Citizen’s Police Review Board discusses postponement of forum on Occupy Oakland

on February 17, 2012

The City of Oakland’s Citizen’s Police Review Board met Thursday night for the first time since postponing a forum that was scheduled for Feb. 9 on police response to Occupy Oakland. But the board did not hold the much-anticipated forum, and instead discussed why the meeting was postponed, where a suitable location for the forum would be, what would be discussed, and when.

Only about a dozen people were present in the Oakland City Hall Council Chambers for the meeting of the review board, which is made up of volunteers who live in Oakland. At each meeting, citizens have the opportunity to discuss their concerns or problems with the police department.

Most of those present were supporters of Occupy Oakland, and some shared stories of what they consider misconduct by the Oakland Police Department, like officers unnecessarily using tear gas on protesters or pointing shotguns at them. These attendees noted that there are eight open investigations regarding officer misconduct during Occupy protests.

■ ■ ■

Decide whether each statement below agrees with the article on the review board meeting, answering yes or no and quoting the words of the article that settle it. 1. The board held the forum on police response to Occupy Oakland at its Thursday meeting. 2. The review board is made up of volunteers who live in Oakland. 3. Most of those present were supporters of Occupy Oakland.

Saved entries

■ ■ ■

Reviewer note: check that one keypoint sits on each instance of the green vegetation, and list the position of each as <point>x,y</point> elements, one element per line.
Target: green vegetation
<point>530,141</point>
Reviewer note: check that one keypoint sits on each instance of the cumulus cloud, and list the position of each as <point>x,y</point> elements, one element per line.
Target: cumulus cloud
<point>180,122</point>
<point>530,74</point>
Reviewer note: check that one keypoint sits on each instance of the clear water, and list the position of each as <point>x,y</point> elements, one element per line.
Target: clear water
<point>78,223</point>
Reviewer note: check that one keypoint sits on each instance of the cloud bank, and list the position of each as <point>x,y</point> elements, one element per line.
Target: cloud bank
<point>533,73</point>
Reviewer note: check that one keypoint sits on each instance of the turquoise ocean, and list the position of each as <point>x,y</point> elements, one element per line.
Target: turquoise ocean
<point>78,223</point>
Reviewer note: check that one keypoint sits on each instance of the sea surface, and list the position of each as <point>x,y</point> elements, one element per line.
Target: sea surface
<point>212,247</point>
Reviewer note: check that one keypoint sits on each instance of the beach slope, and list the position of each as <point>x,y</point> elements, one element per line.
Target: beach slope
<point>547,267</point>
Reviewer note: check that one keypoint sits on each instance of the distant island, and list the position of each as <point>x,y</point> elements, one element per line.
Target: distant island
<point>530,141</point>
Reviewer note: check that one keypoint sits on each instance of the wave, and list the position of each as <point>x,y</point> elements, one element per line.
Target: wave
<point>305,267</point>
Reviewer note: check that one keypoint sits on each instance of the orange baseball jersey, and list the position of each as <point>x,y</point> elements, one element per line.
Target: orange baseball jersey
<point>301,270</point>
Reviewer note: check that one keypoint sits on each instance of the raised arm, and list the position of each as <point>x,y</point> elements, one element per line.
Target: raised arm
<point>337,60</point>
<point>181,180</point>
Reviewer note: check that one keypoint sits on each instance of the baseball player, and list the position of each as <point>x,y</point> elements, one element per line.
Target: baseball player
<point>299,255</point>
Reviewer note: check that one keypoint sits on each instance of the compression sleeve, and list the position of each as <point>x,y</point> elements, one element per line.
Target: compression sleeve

■ ■ ■

SOLUTION FOR THIS TASK>
1. No: "But the board did not hold the much-anticipated forum"
2. Yes: "which is made up of volunteers who live in Oakland"
3. Yes: "Most of those present were supporters of Occupy Oakland"